Teks Bacaan:
::::::::

Amanat Upacara Hari Sumpah Pemuda Seminari Menengah Mertoyudan 2021

Kobarkan (Kembali) Api Sumpah Pemuda!
Paulus Prabowo, S.J.

Salam sejahtera untuk kita semua. Saya membagi refleksi singkat ini dengan penuh rasa syukur
dalam 3 rangkaian kata: BERSATU, BANGKIT, BERTUMBUH!

BERSATU!
Pemudi-Pemuda Indonesia, marilah kita bersatu! Pendefinisi utama pemuda itu bukanlah usia, melainkan situasi mental kejiwaan (state of mind) kita. Orang yang selalu hidupnya dinamis, semangat bergerak, mau belajar, dan terlibat layak disebut “muda”. Para pemudi dan pemuda yang berkiprah di era pergerakan nasional tentu berkehendak untuk memuliakan harga diri bangsanya melalui pengetahuan dan gagasan kemajuan. Sumpah Pemuda adalah kisah konektivitas dan inklusivitas keragaman identitas di awal lahirnya Indonesia sebagai bangsa. Penanda penting yang mewarnai Kerapatan Besar Pemuda Indonesia (KBPI) II, 28 Oktober 1928, adalah penggunaan bahasa Melayu-Indonesia sebagai bahasa kongres. Yudi Latif pernah mengungkapkan, “Sumpah pemuda itu adalah keluasan. Keluasan horizon imajinasi kebangsaan yang mengatasi kesempitan primordialisme agama, kesukuan dan kedaerahan. Segala kesempitan dan keragaman dipersatukan ke dalam samudera keindonesiaan dengan ikrar yang mengakui tumpah darah satu, bangsa satu,
dan menjunjung bahasa persatuan”.

::::::::

Data Hasil Ekstraksi:
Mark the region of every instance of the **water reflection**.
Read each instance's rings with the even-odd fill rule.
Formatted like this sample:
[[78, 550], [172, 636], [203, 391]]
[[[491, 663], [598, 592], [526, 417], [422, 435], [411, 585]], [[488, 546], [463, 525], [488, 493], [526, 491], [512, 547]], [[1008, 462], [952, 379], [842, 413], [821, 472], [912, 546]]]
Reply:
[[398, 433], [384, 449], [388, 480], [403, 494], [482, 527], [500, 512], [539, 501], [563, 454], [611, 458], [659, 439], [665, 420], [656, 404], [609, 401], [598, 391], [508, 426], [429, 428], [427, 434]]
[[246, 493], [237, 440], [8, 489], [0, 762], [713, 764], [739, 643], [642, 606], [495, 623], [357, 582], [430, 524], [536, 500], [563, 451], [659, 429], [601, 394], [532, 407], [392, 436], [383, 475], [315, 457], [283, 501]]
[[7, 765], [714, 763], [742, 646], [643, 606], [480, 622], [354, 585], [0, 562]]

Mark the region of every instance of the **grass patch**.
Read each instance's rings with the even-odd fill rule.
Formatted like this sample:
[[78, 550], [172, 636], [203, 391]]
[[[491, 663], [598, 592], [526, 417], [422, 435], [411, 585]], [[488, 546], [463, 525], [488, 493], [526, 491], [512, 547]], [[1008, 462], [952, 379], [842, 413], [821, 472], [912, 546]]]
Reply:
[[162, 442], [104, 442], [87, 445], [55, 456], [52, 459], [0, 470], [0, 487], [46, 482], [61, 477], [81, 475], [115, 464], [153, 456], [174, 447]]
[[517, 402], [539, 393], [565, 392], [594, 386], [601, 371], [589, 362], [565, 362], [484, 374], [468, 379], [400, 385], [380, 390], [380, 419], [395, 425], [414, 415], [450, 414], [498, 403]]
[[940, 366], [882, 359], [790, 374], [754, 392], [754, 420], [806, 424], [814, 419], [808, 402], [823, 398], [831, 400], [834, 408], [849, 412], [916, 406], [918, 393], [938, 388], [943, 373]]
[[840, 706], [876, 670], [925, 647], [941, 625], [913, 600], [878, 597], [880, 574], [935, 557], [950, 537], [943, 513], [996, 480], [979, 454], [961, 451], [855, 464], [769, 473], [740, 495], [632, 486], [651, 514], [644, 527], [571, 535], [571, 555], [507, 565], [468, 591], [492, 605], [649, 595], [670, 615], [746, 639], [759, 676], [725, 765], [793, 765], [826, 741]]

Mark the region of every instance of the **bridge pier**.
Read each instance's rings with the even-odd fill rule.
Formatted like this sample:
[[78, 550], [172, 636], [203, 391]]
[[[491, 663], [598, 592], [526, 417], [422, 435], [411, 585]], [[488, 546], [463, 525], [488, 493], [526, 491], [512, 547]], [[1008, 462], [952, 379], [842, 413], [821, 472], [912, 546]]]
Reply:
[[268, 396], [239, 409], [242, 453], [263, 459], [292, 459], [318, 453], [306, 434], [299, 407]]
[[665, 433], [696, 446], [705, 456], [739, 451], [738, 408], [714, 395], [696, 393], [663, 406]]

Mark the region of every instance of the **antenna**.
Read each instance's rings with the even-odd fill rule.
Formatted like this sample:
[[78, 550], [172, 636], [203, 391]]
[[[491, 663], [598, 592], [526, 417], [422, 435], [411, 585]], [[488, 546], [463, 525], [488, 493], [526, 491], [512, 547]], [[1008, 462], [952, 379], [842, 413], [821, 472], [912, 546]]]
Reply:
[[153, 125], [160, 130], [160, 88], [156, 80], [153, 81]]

::::::::

Instruksi Kerja A: Terjemahkan kalimat dari amanat upacara Hari Sumpah Pemuda ini ke dalam bahasa Inggris: "Sumpah Pemuda adalah kisah konektivitas dan inklusivitas keragaman identitas di awal lahirnya Indonesia sebagai bangsa."
Instruksi Kerja B: Teruskan amanat upacara Hari Sumpah Pemuda ini, mulai setelah kalimat terakhir yang ditampilkan.

Jawaban A: The Youth Pledge is a story of the connectivity and inclusivity of diverse identities at the dawn of Indonesia's birth as a nation.

Jawaban B:
Laporan terbaru Digital Civility Index (DCI) yang mengukur tingkat kesopanan digital pengguna internet dunia saat berkomunikasi di dunia maya, menunjukkan warganet Indonesia menempati urutan terbawah se-Asia Tenggara. Ada tiga faktor penyebab yang membuat warganet Indonesia dinilai paling tidak sopan se-Asia Tenggara dalam riset yang dirilis oleh Microsoft ini. Pertama adalah hoaks dan penipuan sebanyak 47 persen; faktor ujaran kebencian 27 persen dan ketiga adalah diskriminasi sebesar 13 persen.
Fenomena tersebut mengundang kita berefleksi mengenai esensi Sumpah Pemuda yang kita peringati hari ini: per-SATU-an. Apakah kehadiran kita di dunia maya dan dalam perjumpaan langsung lebih mempersatukan, mempererat modal sosial atau justru lebih sering membawa perpecahan, membuat pemisahan, diskriminasi yang tidak etis dan kurang humanis: candaan yang berlebihan, cyber bullying, body shaming, dan seterusnya? Media sosial beralih menjadi media asosial. Seluruh identitas dan eksistensi kita diwakili oleh apa yang kita klik, kita like, kita tulis di kolom komentar. Di sisi lain, fenomena echo chamber, filter bubble dan algoritma pasar digital kalau tidak dikritisi justru membuat kita makin berkutat dengan diri sendiri: tertutup, sulit menerima perbedaan pandangan dan keragaman. “Aku klik maka aku ada,” demikian ungkapan Franky Budi Hardiman yang kiranya mewakili.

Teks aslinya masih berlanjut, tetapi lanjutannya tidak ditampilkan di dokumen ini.